>> BEGIN PASSAGE GIVEN

Tuesday, April 14, 2009

Teaching the Ethics of Sustainability

Yesterday, one of my twitter feeds brought me an interesting article posted at the Harvard Business blog, with the controversial title of "MBAs Cheat. But why?" I read the blog post with great interest, agreeing with most of what was being said there. Scrolling down a bit, I was intrigued by a comment made by Jim Champy, which essentially held the opposite view: that MBAs are less likely to cheat in business as compared to non-MBAs, and further suggesting that the global financial crisis was triggered by the indiscriminate unethical actions of sales professionals with different backgrounds, mostly non-MBAs. I commented on that comment, wondering where Mr Champy got that from, if indeed it was based on hard data, and speculating that his theory probably arose more out of personal prejudice than fact-based intelligent opinion. This morning I went back to see if my comment was posted and how it looked on the blog page (vanity!) and found several additional comments on various aspects of the original posts and its key submissions, as also comments on other comments. There seemed to be a fairly interesting debate on whether MBAs cheated more than other professionals, set in the context of what B-schools could or should do about this. While the original blog post made some hard-hitting observations, I thought that most of the commentators were dragging the debate down into anecdotes and statistics about which class of professionals cheated more, and this inspired me to post my second comment, which I reproduce here with some minor changes.

>> END PASSAGE GIVEN
>> BEGIN INFORMATION SHOWN

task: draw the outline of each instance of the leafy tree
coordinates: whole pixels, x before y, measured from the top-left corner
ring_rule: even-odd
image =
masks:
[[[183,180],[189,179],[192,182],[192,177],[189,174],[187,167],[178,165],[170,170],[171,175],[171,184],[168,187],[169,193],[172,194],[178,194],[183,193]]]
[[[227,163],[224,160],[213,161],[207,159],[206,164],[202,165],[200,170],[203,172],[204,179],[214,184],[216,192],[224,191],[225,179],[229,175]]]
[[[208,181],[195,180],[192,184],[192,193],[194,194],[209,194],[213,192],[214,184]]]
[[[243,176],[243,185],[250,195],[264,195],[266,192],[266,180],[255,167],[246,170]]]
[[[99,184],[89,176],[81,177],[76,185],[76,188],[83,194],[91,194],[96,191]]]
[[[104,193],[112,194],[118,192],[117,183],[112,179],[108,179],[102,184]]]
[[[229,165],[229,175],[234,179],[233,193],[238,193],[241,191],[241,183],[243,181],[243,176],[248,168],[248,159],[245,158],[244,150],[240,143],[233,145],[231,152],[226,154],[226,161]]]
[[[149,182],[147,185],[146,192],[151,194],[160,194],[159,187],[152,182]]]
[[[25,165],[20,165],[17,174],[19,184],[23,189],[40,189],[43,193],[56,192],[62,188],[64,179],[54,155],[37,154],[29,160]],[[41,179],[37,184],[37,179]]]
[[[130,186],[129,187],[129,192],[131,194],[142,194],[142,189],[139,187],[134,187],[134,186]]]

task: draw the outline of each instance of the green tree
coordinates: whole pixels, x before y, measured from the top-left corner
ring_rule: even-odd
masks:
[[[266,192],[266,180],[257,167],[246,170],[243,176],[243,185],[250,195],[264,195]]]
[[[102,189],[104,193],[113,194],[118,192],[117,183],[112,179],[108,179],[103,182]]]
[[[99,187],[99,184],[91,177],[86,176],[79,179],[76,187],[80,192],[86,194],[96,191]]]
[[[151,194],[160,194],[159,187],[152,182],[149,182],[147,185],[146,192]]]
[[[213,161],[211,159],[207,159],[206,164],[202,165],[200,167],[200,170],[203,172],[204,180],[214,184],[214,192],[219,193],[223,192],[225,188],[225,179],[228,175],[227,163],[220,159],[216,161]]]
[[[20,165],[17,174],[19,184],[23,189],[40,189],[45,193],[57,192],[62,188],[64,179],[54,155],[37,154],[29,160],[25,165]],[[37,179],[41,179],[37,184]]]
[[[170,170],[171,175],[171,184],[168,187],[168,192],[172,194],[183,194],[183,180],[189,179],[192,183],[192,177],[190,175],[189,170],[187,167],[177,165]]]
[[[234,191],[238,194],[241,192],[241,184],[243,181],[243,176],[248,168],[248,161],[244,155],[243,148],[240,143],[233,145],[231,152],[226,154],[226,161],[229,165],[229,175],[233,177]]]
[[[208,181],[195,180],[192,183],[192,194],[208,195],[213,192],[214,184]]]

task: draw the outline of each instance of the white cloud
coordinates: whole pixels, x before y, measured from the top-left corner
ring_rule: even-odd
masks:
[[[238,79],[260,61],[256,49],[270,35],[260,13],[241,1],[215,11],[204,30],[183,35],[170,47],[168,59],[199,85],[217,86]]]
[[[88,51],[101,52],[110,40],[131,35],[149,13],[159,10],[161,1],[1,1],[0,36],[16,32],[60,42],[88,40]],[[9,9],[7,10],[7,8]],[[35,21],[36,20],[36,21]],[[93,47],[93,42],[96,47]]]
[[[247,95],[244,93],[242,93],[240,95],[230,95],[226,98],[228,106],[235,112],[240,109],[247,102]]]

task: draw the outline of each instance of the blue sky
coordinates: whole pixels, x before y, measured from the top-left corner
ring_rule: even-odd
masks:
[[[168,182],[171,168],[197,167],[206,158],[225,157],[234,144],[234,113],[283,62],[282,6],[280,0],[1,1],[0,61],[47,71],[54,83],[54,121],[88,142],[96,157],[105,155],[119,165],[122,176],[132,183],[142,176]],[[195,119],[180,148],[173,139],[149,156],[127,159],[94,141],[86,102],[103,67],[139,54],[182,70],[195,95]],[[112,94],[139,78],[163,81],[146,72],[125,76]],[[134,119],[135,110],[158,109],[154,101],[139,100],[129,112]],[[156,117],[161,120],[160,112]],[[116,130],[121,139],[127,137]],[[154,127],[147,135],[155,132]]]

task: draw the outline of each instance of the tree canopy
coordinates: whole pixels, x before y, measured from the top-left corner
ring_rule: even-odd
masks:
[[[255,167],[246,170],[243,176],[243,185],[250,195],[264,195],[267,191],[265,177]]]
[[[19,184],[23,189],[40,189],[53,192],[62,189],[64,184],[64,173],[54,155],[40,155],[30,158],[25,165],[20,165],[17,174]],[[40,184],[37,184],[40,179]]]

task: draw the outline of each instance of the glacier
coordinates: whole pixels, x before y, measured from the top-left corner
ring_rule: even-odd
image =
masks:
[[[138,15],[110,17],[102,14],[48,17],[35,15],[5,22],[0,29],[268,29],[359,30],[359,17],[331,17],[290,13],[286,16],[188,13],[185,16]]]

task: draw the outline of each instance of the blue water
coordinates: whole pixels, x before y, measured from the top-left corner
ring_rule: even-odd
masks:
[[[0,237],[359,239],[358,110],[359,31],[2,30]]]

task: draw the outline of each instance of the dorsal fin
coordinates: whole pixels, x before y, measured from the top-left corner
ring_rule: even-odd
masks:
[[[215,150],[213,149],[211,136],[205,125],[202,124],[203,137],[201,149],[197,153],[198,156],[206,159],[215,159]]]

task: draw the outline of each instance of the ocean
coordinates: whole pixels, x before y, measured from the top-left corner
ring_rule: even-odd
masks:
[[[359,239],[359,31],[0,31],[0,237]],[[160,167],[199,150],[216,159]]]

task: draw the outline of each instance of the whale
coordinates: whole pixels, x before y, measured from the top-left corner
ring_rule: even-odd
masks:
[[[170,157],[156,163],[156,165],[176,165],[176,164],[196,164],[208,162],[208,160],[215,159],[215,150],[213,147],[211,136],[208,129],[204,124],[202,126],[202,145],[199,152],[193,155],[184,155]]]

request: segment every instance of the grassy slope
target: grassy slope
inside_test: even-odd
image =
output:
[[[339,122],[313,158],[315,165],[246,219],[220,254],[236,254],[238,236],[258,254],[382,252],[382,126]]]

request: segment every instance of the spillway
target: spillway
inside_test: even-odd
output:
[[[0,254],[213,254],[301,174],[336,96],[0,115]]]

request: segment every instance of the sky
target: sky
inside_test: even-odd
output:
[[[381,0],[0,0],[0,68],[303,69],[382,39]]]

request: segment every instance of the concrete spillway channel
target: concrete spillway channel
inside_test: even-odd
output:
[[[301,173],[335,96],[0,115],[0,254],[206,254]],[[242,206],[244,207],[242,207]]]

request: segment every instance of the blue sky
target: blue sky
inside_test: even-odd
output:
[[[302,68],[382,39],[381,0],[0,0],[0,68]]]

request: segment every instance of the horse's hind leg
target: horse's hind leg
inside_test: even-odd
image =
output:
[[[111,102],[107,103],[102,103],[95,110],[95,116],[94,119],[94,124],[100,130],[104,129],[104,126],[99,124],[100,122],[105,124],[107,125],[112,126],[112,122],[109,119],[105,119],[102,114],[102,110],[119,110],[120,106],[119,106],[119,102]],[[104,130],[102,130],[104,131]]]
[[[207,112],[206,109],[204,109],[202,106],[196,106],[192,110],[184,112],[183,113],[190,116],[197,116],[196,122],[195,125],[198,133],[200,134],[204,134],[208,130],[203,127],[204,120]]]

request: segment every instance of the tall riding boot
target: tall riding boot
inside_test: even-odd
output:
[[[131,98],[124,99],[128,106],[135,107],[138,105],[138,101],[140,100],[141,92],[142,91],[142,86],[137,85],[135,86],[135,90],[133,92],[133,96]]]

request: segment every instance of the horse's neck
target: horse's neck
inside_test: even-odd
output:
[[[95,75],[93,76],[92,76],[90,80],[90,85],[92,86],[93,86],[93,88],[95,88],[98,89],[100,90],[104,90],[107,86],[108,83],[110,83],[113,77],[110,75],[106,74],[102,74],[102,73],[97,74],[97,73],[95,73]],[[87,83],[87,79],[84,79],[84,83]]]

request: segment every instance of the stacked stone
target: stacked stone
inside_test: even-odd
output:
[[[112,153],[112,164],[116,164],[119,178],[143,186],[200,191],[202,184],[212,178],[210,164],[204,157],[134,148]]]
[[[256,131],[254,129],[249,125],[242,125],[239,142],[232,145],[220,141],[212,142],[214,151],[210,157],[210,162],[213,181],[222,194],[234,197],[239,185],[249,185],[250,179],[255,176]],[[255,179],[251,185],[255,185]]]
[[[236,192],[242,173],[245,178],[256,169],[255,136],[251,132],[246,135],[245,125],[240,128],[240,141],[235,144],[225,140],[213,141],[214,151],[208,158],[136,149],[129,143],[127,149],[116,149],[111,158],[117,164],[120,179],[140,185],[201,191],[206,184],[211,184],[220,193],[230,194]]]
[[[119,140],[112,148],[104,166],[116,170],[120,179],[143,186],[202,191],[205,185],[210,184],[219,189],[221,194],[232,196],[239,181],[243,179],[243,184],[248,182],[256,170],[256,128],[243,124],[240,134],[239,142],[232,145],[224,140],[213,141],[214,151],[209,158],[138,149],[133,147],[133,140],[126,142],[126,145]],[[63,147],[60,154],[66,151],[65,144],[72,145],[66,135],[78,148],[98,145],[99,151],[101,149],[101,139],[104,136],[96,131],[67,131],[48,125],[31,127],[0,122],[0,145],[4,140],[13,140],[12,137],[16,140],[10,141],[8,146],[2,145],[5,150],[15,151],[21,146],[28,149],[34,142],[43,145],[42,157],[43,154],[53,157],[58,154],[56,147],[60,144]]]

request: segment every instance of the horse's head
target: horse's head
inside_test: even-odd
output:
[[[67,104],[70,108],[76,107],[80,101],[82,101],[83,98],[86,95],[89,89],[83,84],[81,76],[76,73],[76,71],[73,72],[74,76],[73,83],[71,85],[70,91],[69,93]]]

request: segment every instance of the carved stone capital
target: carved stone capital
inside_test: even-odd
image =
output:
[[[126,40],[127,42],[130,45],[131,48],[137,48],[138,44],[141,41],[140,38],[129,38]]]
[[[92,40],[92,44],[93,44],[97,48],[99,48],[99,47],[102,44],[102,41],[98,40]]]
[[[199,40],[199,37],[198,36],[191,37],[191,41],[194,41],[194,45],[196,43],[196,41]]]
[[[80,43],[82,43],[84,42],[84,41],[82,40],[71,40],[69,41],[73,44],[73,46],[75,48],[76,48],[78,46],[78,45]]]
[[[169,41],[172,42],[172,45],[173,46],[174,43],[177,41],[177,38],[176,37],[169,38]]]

>> END INFORMATION SHOWN

Please answer these questions about the blog post on teaching the ethics of sustainability:
(a) What was the title of the article posted at the Harvard Business blog?
(b) Who wrote the comment arguing that MBAs are less likely to cheat in business than non-MBAs?
(c) What led the writer to post a second comment?

(a) "MBAs Cheat. But why?"
(b) Jim Champy.
(c) The writer thought most of the commentators were dragging the debate down into anecdotes and statistics about which class of professionals cheated more.